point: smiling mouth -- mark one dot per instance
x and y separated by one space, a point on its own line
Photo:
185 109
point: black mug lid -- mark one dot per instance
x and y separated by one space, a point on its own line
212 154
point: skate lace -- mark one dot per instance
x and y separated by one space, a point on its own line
* * * * * * *
## [Requirements]
Recast the lines from the one containing "point: black mug" through the end of the rows, both included, as a JSON list of strings, one string per line and no blank lines.

## [Response]
[
  "point: black mug lid -- mark one dot per instance",
  "x and y separated by one space, a point on its own line",
  "212 154",
  "point: skate lace -- mark one dot per instance",
  "x and y separated by one space, a point on its own line"
]